Dataset rows
+===+
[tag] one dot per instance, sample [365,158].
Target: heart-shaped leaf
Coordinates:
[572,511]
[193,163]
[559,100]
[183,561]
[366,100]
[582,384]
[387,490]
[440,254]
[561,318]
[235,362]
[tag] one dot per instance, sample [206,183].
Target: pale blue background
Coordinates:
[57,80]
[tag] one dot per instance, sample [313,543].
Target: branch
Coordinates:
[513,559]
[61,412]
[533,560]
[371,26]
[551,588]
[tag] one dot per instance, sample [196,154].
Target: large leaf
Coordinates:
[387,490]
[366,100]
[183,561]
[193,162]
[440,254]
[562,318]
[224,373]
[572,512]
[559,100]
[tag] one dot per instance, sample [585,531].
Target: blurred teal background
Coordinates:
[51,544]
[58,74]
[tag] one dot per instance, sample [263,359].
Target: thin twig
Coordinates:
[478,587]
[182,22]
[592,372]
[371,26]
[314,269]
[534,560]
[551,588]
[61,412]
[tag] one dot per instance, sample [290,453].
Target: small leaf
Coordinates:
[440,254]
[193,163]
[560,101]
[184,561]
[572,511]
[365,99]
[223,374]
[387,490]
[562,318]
+===+
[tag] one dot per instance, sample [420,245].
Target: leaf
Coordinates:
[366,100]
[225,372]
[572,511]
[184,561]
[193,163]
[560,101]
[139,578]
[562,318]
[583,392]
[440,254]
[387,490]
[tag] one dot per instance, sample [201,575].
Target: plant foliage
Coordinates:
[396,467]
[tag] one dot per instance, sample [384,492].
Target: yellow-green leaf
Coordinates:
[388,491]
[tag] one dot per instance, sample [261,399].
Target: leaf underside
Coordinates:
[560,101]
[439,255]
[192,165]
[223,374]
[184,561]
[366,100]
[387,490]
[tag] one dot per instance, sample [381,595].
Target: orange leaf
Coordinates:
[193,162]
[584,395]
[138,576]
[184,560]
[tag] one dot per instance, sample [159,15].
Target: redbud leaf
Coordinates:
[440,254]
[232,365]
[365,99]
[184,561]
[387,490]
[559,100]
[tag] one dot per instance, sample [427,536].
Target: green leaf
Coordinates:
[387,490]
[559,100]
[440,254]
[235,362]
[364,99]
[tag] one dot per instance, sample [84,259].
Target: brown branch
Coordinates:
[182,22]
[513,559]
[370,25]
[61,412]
+===+
- Problem details: Locate each line in the records above that contains the string "background", and copy those lines. Case matters.

- Output below:
Target: pale blue background
Target: blurred teal background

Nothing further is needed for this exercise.